Saved data entries
● ● ●
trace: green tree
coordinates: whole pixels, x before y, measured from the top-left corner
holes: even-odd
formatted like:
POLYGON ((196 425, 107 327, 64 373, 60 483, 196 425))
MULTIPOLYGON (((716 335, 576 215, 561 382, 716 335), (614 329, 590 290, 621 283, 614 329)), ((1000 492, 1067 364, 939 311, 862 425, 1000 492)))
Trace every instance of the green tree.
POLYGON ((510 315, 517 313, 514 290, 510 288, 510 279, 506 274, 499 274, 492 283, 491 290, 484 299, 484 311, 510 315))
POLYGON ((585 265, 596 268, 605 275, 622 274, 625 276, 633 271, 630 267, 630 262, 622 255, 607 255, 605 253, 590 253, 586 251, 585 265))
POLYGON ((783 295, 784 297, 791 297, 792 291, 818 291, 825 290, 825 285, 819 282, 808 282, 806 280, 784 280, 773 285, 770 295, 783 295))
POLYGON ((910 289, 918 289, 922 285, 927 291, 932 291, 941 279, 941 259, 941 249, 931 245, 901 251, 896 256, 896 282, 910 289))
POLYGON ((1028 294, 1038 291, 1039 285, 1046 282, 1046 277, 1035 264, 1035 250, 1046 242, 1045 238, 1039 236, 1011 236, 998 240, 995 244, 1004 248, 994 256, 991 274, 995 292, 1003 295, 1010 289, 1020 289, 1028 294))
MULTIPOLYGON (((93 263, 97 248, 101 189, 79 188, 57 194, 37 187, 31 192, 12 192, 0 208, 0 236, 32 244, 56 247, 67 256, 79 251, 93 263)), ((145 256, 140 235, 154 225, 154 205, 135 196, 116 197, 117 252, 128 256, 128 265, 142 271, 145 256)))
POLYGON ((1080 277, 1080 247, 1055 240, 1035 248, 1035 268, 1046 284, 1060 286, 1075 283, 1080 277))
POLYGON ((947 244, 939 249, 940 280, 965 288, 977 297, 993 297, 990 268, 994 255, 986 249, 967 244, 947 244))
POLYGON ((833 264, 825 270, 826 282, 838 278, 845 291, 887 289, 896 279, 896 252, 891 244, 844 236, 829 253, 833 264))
● ● ●
- Required work: Copy out the entries exactly. Begin at the first line and end with the line that has "POLYGON ((196 425, 107".

- Written response:
trace: green tree
coordinates: whole pixels, x before y, measured from the top-left corner
holes: even-odd
formatted like:
POLYGON ((196 425, 107 327, 64 373, 60 483, 196 425))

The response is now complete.